(Data listing)

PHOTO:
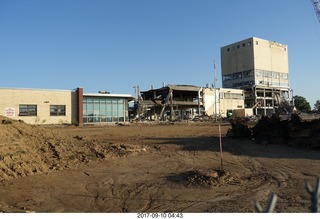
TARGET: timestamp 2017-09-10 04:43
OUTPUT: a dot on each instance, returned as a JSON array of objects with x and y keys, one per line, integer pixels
[{"x": 159, "y": 215}]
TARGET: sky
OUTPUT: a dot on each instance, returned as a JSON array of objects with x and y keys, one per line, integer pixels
[{"x": 114, "y": 45}]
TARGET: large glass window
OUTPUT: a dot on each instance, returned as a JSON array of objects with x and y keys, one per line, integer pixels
[{"x": 103, "y": 109}]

(End Data listing)

Using the entries above, work out the number of lines containing the string "TARGET", and supply only that number.

3